[Start Data section]

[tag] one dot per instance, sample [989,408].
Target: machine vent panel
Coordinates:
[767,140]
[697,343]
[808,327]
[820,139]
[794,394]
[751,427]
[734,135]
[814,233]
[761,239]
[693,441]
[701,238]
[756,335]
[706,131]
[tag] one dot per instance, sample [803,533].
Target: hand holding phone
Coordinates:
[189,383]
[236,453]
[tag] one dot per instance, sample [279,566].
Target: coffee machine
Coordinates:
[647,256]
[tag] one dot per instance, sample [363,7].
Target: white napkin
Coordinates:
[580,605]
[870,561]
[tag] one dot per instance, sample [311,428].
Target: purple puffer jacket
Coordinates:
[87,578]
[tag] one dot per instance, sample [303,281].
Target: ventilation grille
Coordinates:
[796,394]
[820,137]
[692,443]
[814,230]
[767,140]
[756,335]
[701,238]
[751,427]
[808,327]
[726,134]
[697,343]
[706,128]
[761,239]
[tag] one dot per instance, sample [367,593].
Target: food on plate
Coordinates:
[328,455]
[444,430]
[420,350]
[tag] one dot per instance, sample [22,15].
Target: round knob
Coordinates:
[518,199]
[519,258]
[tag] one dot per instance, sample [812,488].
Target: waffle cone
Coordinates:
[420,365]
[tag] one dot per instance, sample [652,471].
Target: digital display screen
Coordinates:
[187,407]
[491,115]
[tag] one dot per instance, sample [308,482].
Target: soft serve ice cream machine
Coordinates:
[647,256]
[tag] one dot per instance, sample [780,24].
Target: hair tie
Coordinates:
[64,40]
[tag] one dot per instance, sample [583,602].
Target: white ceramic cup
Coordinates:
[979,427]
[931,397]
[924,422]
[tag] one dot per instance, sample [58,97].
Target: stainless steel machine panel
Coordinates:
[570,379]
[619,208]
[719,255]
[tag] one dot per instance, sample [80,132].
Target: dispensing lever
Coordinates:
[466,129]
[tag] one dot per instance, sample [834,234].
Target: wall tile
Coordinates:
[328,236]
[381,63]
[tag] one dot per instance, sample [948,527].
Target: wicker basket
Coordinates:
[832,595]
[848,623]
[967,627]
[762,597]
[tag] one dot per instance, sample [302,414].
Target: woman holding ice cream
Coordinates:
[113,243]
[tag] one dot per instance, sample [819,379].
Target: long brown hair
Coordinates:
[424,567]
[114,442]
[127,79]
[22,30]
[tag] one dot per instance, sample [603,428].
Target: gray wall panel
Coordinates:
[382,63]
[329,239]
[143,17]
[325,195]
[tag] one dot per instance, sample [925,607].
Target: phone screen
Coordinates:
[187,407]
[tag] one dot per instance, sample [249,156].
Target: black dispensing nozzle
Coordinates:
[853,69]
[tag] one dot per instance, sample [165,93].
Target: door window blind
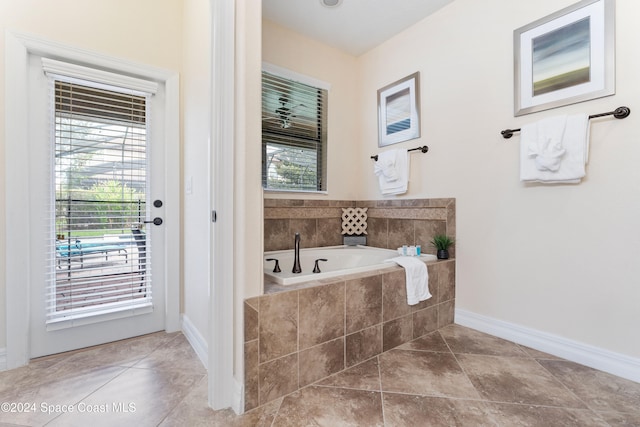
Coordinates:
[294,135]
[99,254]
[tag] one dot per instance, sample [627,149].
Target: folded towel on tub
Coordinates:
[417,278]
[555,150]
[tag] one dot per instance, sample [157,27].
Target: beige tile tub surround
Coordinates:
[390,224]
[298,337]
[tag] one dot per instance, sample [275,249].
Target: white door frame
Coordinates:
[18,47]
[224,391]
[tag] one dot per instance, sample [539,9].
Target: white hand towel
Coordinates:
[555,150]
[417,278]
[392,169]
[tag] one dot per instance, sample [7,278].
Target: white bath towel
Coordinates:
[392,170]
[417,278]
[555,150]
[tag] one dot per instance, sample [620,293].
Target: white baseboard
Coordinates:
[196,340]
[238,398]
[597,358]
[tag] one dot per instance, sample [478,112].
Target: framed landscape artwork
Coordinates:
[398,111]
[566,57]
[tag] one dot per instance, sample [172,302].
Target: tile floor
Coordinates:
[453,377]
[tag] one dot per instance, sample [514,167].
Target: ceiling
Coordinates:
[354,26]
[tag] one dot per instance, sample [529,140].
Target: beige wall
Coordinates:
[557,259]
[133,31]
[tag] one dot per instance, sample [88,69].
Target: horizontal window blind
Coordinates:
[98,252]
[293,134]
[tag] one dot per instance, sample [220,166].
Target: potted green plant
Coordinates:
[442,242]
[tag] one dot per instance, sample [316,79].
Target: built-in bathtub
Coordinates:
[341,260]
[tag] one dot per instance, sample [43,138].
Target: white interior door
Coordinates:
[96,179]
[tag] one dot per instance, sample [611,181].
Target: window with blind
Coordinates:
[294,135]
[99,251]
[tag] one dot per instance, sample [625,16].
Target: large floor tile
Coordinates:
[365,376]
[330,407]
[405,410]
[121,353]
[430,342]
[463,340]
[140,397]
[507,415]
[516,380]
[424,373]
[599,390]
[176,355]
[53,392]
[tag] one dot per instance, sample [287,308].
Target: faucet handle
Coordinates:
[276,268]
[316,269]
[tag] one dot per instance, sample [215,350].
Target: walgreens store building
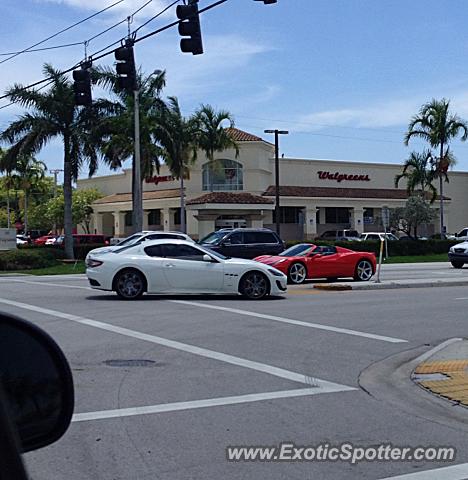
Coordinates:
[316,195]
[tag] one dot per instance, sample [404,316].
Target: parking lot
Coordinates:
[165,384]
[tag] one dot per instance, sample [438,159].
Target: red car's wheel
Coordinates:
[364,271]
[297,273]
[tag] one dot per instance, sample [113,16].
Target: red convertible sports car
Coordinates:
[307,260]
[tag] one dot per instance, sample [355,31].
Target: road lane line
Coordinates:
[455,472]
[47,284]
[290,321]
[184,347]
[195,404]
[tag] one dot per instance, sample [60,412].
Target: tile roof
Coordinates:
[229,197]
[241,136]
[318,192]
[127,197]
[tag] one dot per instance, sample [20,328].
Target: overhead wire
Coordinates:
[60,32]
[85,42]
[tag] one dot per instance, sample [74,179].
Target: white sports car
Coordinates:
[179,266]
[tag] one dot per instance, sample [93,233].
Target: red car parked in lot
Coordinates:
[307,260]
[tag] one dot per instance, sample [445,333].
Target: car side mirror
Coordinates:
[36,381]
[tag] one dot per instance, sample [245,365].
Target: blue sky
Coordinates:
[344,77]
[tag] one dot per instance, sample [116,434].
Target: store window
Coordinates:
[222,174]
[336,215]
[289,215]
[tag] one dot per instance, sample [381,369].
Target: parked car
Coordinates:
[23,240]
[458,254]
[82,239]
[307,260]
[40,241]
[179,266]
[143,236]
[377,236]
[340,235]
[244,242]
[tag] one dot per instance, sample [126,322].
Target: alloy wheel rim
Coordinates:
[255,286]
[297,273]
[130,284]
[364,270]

[End Data section]
[Start Data section]

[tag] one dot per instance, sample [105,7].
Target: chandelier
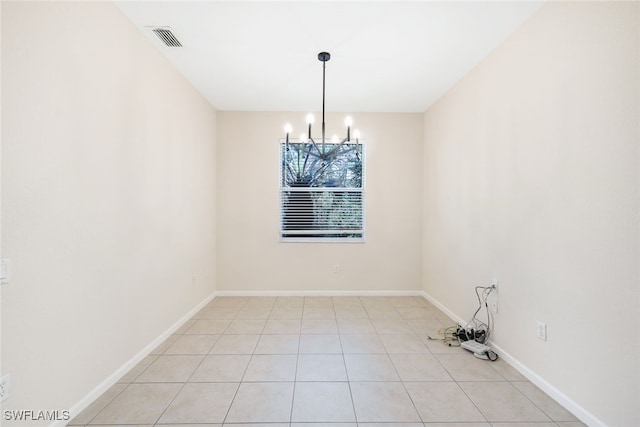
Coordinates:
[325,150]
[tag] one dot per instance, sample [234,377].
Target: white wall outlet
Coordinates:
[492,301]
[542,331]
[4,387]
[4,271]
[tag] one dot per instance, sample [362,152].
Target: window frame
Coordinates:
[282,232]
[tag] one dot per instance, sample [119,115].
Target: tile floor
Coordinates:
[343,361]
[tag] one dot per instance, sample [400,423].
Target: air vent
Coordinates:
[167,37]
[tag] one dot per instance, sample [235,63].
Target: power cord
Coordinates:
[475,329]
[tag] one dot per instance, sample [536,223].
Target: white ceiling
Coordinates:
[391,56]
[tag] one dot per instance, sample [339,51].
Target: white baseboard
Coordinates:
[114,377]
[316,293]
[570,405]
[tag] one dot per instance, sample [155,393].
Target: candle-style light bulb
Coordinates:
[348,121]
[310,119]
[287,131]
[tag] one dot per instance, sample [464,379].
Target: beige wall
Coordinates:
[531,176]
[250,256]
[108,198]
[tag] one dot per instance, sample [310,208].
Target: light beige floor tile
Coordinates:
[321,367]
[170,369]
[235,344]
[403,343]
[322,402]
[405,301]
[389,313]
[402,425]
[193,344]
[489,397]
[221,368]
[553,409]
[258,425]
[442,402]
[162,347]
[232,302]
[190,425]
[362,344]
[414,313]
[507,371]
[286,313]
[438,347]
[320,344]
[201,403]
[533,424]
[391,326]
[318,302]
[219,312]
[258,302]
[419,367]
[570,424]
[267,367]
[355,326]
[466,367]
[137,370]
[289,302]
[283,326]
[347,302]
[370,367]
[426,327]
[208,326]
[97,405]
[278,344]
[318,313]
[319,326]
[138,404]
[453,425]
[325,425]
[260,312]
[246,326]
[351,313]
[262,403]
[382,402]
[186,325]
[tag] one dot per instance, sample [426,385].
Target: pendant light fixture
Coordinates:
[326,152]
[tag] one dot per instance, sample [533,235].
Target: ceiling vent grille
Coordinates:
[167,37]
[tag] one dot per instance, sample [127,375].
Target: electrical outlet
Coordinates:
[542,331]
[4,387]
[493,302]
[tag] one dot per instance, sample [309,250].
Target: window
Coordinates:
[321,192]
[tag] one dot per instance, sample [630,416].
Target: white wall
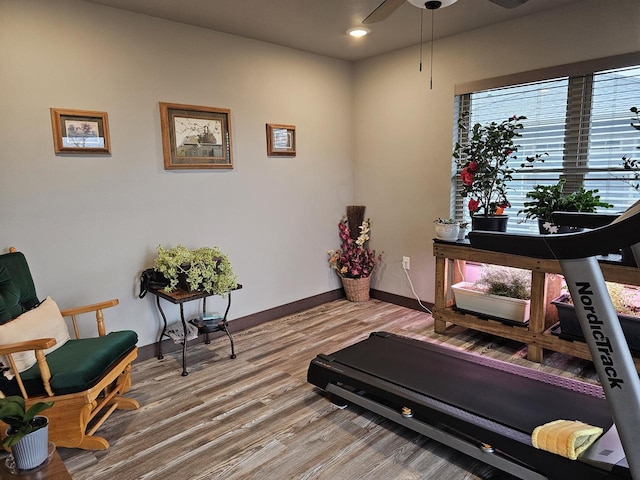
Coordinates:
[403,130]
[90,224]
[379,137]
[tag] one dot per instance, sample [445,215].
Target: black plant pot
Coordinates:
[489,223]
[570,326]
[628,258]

[End Data section]
[Start Data section]

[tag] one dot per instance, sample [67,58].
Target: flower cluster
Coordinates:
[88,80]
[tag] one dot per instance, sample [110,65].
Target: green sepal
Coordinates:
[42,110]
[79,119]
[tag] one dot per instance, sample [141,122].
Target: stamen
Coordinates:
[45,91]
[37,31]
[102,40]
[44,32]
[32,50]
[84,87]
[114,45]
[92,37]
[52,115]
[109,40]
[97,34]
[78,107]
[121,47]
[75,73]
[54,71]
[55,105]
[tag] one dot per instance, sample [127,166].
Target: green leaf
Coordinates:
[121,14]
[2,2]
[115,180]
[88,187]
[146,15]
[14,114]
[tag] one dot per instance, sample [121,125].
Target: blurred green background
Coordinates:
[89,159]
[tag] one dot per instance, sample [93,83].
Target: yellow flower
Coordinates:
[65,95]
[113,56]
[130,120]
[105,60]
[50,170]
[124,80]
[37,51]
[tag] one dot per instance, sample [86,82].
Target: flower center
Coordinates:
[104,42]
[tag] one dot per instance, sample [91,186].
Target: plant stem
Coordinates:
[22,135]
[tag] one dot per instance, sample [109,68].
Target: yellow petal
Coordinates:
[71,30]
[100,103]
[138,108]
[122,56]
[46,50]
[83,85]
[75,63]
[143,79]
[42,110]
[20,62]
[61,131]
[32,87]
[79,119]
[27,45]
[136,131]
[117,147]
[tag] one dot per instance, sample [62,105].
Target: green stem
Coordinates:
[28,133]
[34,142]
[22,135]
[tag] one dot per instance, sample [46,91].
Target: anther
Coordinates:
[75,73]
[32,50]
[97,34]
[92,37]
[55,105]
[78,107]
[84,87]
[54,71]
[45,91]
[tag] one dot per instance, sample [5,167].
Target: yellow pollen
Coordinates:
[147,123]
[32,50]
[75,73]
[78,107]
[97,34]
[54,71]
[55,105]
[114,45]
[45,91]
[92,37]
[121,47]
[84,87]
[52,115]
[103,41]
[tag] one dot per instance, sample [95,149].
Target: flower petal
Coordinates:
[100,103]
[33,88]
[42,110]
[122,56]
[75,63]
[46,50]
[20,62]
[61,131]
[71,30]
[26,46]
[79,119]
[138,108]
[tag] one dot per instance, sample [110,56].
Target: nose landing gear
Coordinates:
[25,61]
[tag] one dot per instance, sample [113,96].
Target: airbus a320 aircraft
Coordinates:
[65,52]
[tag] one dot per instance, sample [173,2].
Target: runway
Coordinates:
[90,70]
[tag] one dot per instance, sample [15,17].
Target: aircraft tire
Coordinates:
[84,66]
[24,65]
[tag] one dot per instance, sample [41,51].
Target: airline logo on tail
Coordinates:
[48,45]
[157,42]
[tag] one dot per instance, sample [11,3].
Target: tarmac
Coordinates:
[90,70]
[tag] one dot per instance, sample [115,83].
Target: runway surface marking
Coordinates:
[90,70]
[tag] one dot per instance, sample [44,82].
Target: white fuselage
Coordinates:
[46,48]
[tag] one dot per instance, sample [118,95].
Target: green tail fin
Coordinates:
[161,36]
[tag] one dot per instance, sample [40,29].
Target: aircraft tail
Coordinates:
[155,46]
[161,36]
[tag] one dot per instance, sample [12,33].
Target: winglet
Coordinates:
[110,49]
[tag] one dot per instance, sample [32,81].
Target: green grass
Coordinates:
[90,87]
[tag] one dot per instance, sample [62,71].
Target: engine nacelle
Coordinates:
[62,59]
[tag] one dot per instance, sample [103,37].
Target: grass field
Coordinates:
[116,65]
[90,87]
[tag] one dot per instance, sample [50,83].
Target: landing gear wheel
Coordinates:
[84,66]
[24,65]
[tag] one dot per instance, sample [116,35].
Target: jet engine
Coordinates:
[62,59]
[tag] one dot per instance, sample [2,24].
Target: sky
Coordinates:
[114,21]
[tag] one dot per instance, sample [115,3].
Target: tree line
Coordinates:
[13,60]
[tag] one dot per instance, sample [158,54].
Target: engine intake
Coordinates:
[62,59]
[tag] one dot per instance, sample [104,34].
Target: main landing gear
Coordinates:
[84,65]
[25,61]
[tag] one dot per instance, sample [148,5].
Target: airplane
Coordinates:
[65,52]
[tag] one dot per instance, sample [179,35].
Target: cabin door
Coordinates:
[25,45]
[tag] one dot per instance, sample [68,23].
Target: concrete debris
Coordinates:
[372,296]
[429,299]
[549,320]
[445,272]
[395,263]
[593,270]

[End Data section]

• Given request: Count the lines above that contain the string "light", treating uppercase and lowercase as different, and reply with the number alone.

• Complete answer: 3